# WHAT YOU SHOULD DO
Substitute "single point" for every occurrence of "single dot" in the data below, and reproduce the rest without any change.

# RECORDED INFORMATION
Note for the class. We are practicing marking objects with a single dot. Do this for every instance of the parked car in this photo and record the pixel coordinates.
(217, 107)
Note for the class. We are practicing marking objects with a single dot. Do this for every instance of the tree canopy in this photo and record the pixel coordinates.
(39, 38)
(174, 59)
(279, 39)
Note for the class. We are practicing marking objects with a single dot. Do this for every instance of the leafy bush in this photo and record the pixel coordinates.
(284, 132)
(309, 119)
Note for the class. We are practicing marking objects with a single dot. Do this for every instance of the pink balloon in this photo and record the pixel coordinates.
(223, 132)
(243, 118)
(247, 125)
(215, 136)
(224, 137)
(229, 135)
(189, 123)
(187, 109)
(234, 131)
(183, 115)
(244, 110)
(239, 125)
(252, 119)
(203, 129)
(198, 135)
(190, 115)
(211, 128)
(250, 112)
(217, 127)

# THE ANSWER
Note for the class. We are practicing marking objects with a single point. Do this for every instance of the parked car in this photo and record the pixel coordinates.
(217, 107)
Note for the class. We are practicing marking objects with a single point. Do this for every instance of the tree canopy in this photo and record the pixel coordinates.
(39, 38)
(174, 59)
(279, 39)
Note for the class. We are practicing marking objects with a single point. Do this for every instance of the leafy bush in this photo and record the pixel coordinates.
(284, 132)
(309, 119)
Note for the class. We are practicing marking objects with a single point. Do this for every instance of the pink balloon in this photo and record the pixel coordinates.
(223, 132)
(243, 118)
(247, 125)
(215, 136)
(224, 137)
(229, 135)
(189, 123)
(187, 109)
(234, 131)
(183, 115)
(244, 110)
(239, 125)
(252, 119)
(203, 129)
(198, 135)
(190, 115)
(211, 128)
(250, 112)
(217, 127)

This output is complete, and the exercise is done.